[Region pointing data]
______
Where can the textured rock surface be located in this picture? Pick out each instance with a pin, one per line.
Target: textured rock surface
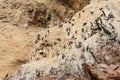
(86, 47)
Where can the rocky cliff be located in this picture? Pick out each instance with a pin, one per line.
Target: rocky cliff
(85, 47)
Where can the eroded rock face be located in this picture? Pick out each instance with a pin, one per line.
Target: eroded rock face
(84, 48)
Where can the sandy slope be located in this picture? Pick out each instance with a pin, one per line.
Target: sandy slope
(15, 46)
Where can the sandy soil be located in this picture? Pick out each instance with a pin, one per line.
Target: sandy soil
(16, 44)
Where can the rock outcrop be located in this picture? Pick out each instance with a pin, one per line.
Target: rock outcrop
(86, 47)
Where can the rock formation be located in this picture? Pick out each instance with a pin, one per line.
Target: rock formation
(86, 47)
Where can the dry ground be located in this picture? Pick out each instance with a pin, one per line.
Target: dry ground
(15, 45)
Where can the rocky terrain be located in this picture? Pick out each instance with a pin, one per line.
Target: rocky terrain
(84, 47)
(20, 22)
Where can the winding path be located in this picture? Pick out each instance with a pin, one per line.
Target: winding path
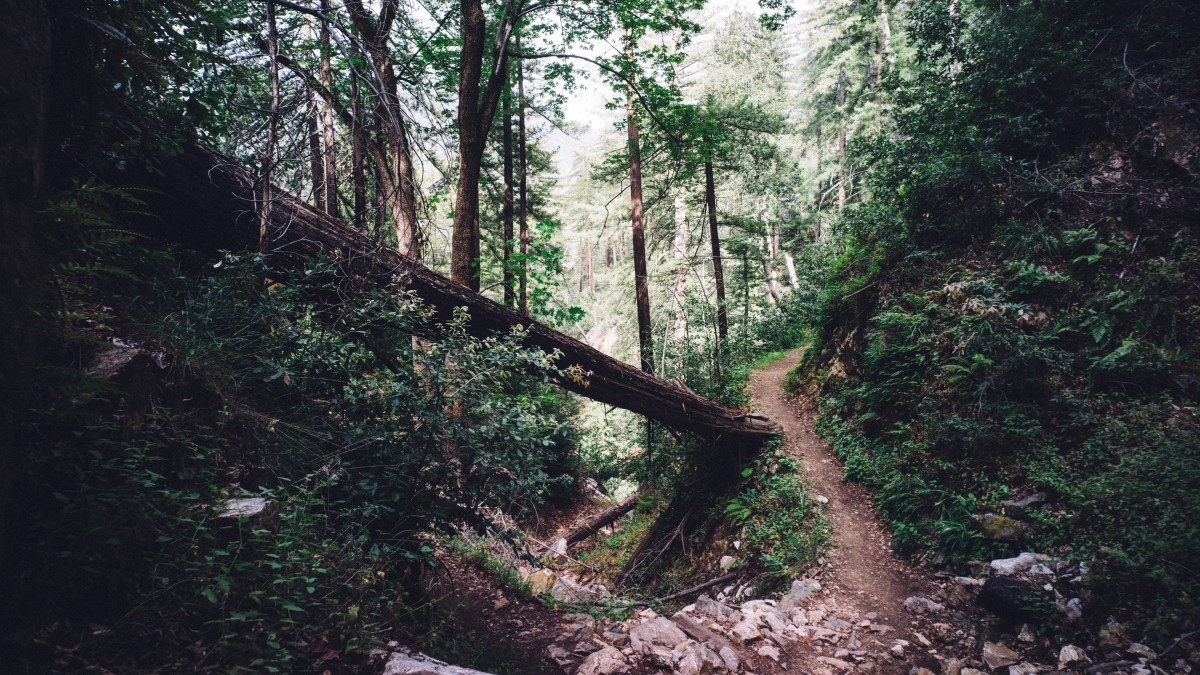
(865, 574)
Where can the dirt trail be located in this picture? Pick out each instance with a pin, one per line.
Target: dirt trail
(865, 575)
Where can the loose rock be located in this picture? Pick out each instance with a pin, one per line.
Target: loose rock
(661, 632)
(922, 605)
(604, 662)
(999, 656)
(1069, 655)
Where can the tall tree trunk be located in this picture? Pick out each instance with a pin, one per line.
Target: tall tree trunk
(768, 254)
(395, 184)
(768, 273)
(358, 151)
(316, 166)
(791, 270)
(592, 269)
(329, 155)
(641, 276)
(886, 27)
(510, 296)
(463, 266)
(199, 199)
(273, 52)
(523, 187)
(745, 288)
(477, 107)
(29, 52)
(679, 332)
(841, 137)
(714, 236)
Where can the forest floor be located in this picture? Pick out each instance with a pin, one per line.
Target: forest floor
(865, 574)
(863, 583)
(870, 611)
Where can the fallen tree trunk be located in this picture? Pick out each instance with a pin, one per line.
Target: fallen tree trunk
(593, 525)
(207, 201)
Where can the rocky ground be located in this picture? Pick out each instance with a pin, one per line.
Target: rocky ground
(862, 610)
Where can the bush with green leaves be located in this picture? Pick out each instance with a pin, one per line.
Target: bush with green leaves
(366, 438)
(1014, 306)
(780, 520)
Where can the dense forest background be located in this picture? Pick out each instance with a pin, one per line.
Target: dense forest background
(977, 215)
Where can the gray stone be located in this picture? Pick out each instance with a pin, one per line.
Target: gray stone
(1069, 655)
(1001, 527)
(708, 607)
(745, 631)
(1009, 566)
(400, 663)
(954, 667)
(570, 591)
(730, 658)
(1140, 650)
(774, 622)
(922, 605)
(659, 655)
(694, 658)
(259, 512)
(769, 651)
(541, 581)
(997, 656)
(604, 662)
(838, 625)
(1113, 637)
(1020, 508)
(661, 632)
(835, 663)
______
WHAT TO PRODUCE> A verbatim copy of the data, pictures removed, is the expected result.

TASK SOLUTION>
Where can the textured rock surface be located in this picture? Pick out each instance with a pin, one per line.
Target: textured rock surface
(86, 47)
Where can the rocky cliff be located in this picture? Pick out each instance with a pin, one per line.
Target: rocky cliff
(85, 47)
Where can the eroded rock face be located in this picture? Pick out each instance with a pin, one per line.
Target: eroded rock face
(84, 48)
Where can the sandy slope be located in this picture? Pick out each instance with a pin, one per line.
Target: sandy slope
(15, 46)
Where can the sandy soil be located in this picture? Pick out each instance with a pin, one per line.
Target: sandy soil
(16, 44)
Where can the rock outcrop be located in this picture? Pick out each instance with a pin, one per line.
Target: rock outcrop
(86, 47)
Where can the rock formation be located in this picture? Pick out each instance with a pin, one per line.
Target: rock formation
(86, 47)
Where can the dry ground be located in this picture? Pick out each instance with a pin, one per line.
Target: dry ground
(15, 45)
Where can the rocky terrain be located in this picture? Pick out each instance with a pin, one per line.
Target: rocky terrain
(84, 47)
(20, 22)
Where can the winding path be located in this picture? Pick out each instance with a pin, one per line.
Target: winding path
(865, 574)
Where can the dirt trail be located in this picture? Pick out each instance with a pin, one per line.
Target: dirt trail
(865, 575)
Where can the loose rock be located in this picture? Pick out each instance with a pin, one per line.
Target: loose rock
(661, 632)
(922, 605)
(604, 662)
(999, 656)
(1069, 655)
Where can the tall tree trunk be located in this picture? Pick out each instance with a pin, one per line.
Target: tall tree trunk
(768, 254)
(395, 184)
(768, 273)
(358, 151)
(316, 166)
(791, 270)
(592, 269)
(329, 155)
(641, 276)
(886, 27)
(510, 296)
(463, 266)
(199, 199)
(273, 52)
(523, 187)
(745, 288)
(477, 107)
(29, 52)
(679, 332)
(841, 137)
(714, 236)
Where can the forest floor be located in this picture? Pick out each instance with a pin, one per line.
Target: forest floor
(865, 574)
(863, 583)
(870, 611)
Where can the fallen tree trunk be located in this picture? Pick out each instance with a pin, one per line.
Target: fallen tree trunk
(593, 525)
(207, 201)
Where can the rocky ground be located in this picture? Pick out each instance with a pin, one per line.
Target: rocky ground
(862, 610)
Where can the bush with green leaves be located in this picture? Pick out each instance with a pin, one per line.
Target: bush with green leaves
(366, 438)
(1014, 306)
(780, 520)
Where can the dense forest background be located in this picture? Pick out each instance with a pin, one per line.
Target: dense forest background
(977, 215)
Where can the gray stone be located in this picture? Pick out each instance with a pin, one per line.
Target: gray stone
(1069, 655)
(1001, 527)
(708, 607)
(745, 631)
(1009, 566)
(400, 663)
(954, 667)
(570, 591)
(730, 658)
(1140, 650)
(774, 622)
(922, 605)
(659, 655)
(694, 658)
(259, 512)
(769, 651)
(541, 581)
(997, 656)
(604, 662)
(838, 625)
(1113, 637)
(1020, 508)
(661, 632)
(835, 663)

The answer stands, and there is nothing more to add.